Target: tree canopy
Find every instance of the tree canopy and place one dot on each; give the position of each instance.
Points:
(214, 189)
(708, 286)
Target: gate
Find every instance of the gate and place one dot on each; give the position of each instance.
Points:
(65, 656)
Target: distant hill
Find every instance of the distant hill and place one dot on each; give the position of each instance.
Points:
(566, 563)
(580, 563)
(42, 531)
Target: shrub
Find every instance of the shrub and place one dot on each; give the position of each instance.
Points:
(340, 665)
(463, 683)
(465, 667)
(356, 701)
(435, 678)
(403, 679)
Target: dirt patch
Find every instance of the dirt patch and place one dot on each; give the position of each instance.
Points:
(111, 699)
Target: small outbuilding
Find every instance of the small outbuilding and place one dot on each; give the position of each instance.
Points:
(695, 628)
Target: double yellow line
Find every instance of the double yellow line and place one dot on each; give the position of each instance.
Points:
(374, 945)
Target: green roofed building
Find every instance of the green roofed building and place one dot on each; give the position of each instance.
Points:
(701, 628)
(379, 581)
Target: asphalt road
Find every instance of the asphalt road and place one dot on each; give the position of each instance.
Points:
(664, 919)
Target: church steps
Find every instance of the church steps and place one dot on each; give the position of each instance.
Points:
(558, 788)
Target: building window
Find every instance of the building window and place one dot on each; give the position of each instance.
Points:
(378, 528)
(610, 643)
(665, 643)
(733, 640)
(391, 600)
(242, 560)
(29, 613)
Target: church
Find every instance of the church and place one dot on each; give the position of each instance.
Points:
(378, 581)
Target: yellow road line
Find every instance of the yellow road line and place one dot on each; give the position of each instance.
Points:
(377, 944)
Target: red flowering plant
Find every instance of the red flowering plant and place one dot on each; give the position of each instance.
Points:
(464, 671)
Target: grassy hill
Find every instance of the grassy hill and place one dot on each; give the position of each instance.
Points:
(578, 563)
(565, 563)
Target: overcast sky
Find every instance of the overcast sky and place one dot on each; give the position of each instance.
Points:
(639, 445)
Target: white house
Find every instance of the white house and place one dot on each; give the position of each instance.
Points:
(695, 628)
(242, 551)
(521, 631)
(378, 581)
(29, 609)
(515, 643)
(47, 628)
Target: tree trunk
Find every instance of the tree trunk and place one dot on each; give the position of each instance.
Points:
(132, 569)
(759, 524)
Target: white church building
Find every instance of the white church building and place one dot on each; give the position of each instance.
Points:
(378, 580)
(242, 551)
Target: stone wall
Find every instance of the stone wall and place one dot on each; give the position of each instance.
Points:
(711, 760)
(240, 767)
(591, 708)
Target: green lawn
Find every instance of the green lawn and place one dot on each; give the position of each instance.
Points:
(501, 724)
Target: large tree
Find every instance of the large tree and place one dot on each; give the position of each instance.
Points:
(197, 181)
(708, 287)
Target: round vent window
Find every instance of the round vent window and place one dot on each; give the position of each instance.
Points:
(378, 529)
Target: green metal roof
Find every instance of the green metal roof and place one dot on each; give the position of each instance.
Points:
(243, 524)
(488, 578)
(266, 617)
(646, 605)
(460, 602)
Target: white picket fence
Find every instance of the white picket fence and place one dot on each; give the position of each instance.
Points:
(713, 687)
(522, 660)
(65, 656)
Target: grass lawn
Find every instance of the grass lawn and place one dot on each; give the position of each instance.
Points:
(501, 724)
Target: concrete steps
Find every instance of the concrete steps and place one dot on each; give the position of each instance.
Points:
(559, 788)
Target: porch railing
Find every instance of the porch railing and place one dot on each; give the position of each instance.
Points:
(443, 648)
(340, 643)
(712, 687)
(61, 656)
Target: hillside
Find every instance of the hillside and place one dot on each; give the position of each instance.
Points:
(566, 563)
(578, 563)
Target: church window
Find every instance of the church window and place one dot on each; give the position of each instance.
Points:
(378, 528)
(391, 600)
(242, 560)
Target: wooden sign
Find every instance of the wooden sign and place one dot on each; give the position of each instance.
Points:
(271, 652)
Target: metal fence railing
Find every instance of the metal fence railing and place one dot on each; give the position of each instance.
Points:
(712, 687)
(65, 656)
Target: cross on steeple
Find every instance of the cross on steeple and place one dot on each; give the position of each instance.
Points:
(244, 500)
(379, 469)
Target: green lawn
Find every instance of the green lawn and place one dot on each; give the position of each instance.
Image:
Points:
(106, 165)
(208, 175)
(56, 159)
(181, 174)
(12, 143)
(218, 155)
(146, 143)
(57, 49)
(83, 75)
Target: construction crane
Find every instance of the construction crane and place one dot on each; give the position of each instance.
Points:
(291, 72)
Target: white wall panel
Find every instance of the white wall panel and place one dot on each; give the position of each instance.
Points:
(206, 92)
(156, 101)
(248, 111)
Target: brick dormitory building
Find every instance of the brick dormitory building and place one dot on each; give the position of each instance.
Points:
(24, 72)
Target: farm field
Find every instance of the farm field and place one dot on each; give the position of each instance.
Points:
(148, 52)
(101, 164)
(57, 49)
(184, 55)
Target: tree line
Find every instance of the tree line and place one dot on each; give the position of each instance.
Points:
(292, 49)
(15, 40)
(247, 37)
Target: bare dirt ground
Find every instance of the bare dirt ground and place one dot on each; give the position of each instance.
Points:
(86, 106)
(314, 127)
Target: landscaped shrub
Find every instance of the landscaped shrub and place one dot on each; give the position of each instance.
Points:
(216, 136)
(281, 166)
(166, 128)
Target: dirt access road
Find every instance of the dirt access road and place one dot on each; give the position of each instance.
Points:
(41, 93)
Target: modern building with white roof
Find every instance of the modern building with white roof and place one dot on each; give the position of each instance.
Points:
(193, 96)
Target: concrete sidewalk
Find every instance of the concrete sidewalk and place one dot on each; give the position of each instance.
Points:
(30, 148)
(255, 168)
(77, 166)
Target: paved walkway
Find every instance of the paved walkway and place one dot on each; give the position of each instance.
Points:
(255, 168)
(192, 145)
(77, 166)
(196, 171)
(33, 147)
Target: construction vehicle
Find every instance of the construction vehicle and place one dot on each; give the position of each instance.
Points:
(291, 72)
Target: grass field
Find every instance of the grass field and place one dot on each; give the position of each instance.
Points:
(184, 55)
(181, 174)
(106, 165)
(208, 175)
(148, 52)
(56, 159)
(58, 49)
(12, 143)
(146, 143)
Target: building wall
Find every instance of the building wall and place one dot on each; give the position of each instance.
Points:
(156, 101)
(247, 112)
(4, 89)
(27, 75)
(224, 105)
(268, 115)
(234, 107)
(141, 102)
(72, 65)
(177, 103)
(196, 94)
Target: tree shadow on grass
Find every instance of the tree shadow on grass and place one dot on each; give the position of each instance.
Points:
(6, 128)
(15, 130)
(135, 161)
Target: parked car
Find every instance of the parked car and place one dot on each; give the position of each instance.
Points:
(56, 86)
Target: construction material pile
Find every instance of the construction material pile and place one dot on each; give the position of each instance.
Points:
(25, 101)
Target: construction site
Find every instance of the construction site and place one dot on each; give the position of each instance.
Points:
====================
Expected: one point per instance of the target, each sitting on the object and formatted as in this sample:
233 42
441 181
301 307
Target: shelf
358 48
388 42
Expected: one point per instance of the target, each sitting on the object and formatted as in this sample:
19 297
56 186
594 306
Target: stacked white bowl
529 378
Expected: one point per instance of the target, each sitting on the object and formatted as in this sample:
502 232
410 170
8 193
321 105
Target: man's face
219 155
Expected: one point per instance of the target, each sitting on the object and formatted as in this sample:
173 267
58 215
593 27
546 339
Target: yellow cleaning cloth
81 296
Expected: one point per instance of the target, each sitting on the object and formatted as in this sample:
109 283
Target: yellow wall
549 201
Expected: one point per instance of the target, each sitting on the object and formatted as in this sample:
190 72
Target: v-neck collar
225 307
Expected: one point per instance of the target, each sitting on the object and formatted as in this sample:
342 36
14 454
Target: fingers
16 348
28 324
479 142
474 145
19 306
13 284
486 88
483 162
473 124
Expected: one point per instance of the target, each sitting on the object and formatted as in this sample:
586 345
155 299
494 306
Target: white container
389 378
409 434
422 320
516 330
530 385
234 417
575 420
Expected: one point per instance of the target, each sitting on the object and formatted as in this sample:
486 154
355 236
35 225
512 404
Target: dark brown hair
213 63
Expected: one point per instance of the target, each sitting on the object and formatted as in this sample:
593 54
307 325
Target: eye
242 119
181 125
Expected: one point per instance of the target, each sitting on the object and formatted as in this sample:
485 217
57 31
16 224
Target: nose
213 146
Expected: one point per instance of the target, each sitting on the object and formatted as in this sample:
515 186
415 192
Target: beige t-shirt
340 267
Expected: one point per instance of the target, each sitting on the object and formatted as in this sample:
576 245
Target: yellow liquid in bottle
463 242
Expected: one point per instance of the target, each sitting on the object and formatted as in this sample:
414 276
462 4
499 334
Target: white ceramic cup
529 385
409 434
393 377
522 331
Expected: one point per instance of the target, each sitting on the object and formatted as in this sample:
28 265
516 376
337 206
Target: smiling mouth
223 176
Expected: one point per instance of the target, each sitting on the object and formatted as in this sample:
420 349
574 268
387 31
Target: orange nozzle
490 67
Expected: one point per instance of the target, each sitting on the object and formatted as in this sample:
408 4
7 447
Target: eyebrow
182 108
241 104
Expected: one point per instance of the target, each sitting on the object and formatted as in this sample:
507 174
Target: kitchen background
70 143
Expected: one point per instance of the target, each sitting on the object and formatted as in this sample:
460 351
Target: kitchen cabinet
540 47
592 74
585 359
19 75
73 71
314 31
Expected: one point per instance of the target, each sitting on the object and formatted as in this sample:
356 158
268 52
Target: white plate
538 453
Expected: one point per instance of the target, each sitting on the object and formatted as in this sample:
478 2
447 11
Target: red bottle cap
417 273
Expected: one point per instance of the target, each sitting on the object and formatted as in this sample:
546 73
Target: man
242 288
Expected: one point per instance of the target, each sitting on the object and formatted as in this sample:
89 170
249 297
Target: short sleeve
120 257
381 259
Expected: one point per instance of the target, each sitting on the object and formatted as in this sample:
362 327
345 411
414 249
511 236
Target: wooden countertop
====================
**Problem details**
Go through the entries above and tally each line that has the word "canopy"; reply with the tally and nothing else.

**Finished exercise**
2